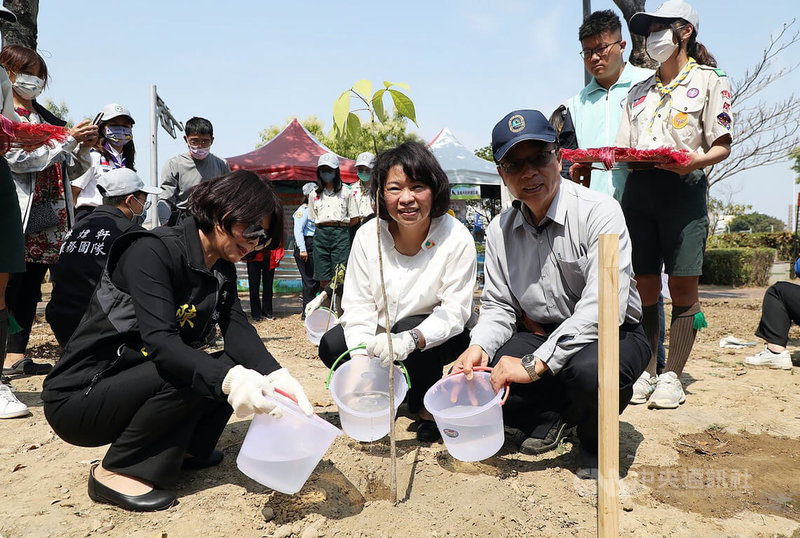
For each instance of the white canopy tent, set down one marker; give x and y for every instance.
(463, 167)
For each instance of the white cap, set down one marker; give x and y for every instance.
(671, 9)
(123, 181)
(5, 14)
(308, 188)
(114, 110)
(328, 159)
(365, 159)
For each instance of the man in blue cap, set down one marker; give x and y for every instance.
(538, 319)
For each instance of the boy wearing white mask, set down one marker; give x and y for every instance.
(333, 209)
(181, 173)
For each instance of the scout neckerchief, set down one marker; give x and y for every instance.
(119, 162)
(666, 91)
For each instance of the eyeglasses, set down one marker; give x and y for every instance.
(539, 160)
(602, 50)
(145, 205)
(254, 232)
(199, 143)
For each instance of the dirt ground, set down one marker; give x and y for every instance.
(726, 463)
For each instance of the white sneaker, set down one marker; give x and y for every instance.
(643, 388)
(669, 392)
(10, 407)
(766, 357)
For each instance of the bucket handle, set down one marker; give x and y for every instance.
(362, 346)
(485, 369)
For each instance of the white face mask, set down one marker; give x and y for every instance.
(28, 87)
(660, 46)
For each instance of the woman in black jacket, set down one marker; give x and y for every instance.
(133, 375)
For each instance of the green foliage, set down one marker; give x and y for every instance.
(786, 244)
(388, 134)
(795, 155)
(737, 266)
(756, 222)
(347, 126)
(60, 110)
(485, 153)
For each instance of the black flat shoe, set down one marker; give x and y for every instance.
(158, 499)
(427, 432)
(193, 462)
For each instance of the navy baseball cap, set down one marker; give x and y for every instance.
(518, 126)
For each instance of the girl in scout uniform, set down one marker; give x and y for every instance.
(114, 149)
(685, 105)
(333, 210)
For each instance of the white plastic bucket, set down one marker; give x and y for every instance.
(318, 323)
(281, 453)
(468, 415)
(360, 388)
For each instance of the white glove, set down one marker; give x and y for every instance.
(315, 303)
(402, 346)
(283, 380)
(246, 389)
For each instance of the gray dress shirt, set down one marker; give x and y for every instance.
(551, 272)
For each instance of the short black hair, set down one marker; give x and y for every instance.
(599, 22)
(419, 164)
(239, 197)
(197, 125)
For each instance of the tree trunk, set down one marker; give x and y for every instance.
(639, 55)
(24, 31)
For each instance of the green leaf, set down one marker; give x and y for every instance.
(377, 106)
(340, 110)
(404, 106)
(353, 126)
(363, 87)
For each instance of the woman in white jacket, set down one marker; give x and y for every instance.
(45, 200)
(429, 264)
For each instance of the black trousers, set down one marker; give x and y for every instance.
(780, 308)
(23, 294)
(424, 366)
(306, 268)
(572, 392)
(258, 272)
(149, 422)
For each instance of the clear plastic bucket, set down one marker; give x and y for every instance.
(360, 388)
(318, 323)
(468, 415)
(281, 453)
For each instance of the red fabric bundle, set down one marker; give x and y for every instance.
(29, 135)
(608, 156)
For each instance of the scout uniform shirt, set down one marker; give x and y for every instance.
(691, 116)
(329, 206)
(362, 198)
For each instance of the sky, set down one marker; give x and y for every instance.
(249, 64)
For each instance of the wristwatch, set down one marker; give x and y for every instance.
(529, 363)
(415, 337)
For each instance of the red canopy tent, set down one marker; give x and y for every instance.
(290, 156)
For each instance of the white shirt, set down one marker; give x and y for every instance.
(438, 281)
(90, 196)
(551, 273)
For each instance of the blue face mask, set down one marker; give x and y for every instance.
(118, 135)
◆ ◆ ◆ ◆
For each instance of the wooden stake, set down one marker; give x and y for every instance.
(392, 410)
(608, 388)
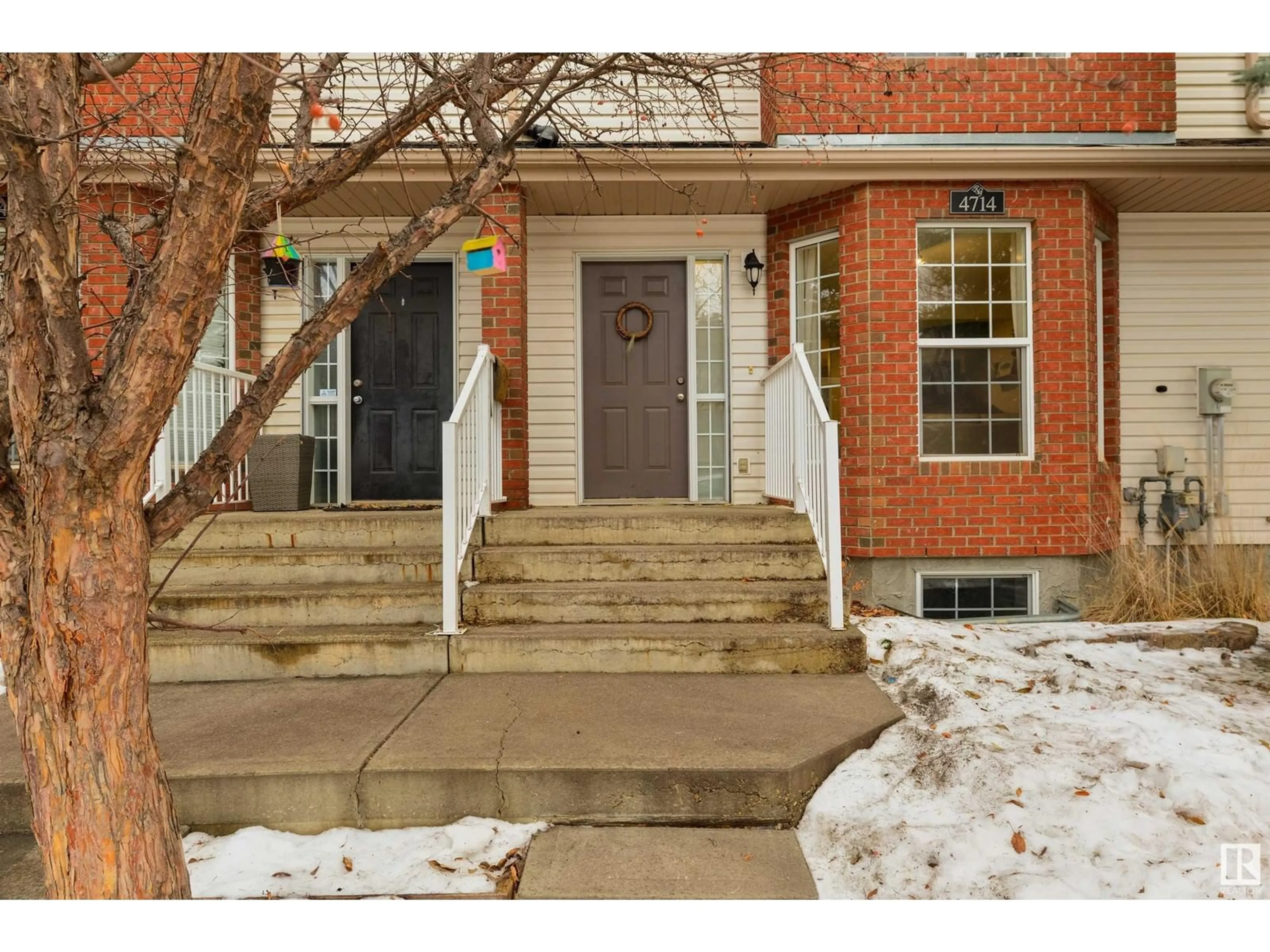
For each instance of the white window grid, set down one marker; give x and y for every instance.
◆ ◆ ◆ ◆
**DIRECTION**
How many rows above contain the string "tent", with case counting? Reply with the number alone.

**EXERCISE RESULT**
2